• _Complete the following_
A - In the LLM glossary, which terms have a definition that uses the word "vector" or "vectors"?
B - Go on with the LLM glossary from where it stops, adding further terms and definitions in the same format.

• _Quoted passage_
━━━━━━━━━━━━━━━━
LLM Glossary — Key AI Terms Explained · See How AI Works
Plain-language definitions of the core terms behind large language models: tokens, embeddings, attention, transformers, softmax, RAG, agents, MoE, quantization, and more.
- Token
- The unit a language model reads and writes — usually a word or word-piece. Text is split into tokens, and the model only ever predicts the next one. Learn it.
- Embedding
- A list of numbers (a vector) that represents a word's meaning as a position in space, so similar words sit close together and a machine can do math on meaning. Learn it.
- Vector
- An ordered list of numbers. In an LLM, words, positions, and internal states are all vectors, which is what lets the model compute with them. Learn it.
- Dot product / cosine similarity
- A way to score how aligned two vectors are by multiplying matching numbers and adding them up. It's how a model measures meaning-similarity — and it reappears in attention and RAG. Learn it.
- N-gram model
- A simple predictor that guesses the next word from the previous one or few words. It shows why a fixed, tiny window of context isn't enough. Learn it.
- Loss
- A single number measuring how surprised the model was by the correct next word. Lower is better; training is the search for lower loss. Learn it.
- Gradient descent
- The training method: nudge every parameter a little in the direction that lowers the loss, over and over — like rolling downhill on the loss surface. Learn it.
- Attention
- The mechanism that lets each token look at other tokens and pull in the ones relevant to its meaning. It's the core idea behind the transformer. Learn it.
- Query, Key, Value (Q/K/V)
- Three vectors each token produces. A token's Query is matched against every Key (by dot product) to decide how much of each Value to blend in. Learn it.
- Softmax
- A function that turns raw scores into a set of weights that add up to 1 — a probability distribution. Attention uses it to turn match-scores into a blend. Learn it.
- Causal mask
- A rule that stops a token from attending to future tokens during training, so the model learns to predict, not peek ahead. Learn it.
- Multi-head attention
- Running several attention patterns in parallel, each free to track a different relationship (grammar, reference, …), then combining them. Learn it.
━━━━━━━━━━━━━━━━
• _Raw data_
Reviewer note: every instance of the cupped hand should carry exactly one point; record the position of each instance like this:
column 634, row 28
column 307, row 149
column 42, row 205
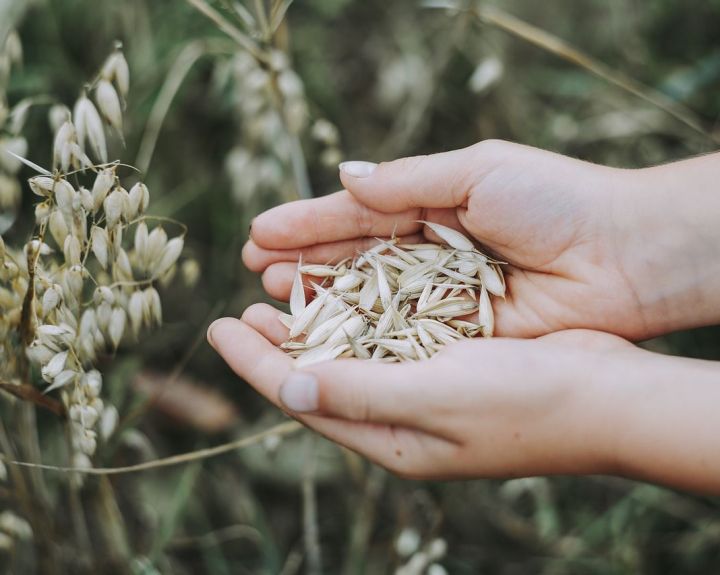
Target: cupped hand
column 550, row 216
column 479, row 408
━━━━━━━━━━━━━━━━
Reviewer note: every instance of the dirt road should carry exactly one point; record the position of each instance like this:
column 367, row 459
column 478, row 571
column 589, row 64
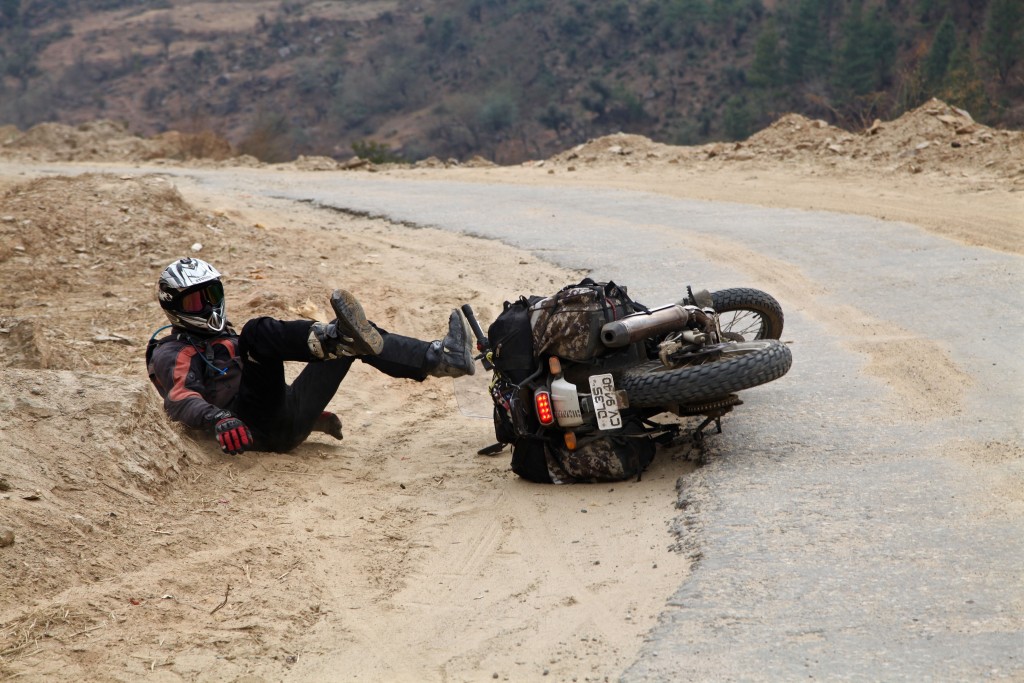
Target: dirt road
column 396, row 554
━━━━━━━━━━━━━━━━
• _Responses by item number_
A -
Embedding
Vector
Dot product / cosine similarity
Query, Key, Value (Q/K/V)

B -
- Transformer block
- The repeating unit of a modern LLM: attention + a feed-forward layer, wrapped in residual connections and normalization. Stack many of them and you have the model. Learn it.
- Residual connection
- A shortcut that adds a layer's input back to its output, so the original signal survives through a deep stack and the network stays trainable. Learn it.
- Layer normalization
- A step that rescales a vector back to a stable range as it passes through each layer, keeping values from exploding or vanishing in deep networks. Learn it.
- Temperature
- A decoding knob for randomness. Near 0 the model picks the most likely word every time (deterministic); higher values make it sample more creatively. Learn it.
- Top-k / top-p sampling
- Ways to pick the next word from only the most probable candidates — the top k of them (top-k) or the smallest set covering probability p (top-p / nucleus). Learn it.
- Context window
- The maximum number of tokens a model can attend to at once. Everything outside it is invisible to the model on that call. Learn it.
- KV cache
- A speed trick that stores the Keys and Values already computed for past tokens, so generating each new token reuses them instead of recomputing. Learn it.
- Positional encoding
- Information added to each token so the model knows word order — because attention on its own is order-blind. Learn it.
- Scaling laws
- The empirical finding that loss falls predictably as you add parameters, data, and compute. They forecast loss, not which specific abilities emerge. Learn it.
- Mixture of Experts (MoE)
- An architecture where a router sends each token to a few specialized sub-networks (experts), so the model holds lots of knowledge but only runs a slice per token. Learn it.
- Quantization
- Storing a model's weights with fewer bits of precision to shrink memory and speed up serving, at a small, usually acceptable, cost to quality. Learn it.
- Retrieval-Augmented Generation (RAG)
- Giving a frozen model fresh or private knowledge by searching your documents for the most relevant chunks (using similarity) and pasting them into its context. Learn it.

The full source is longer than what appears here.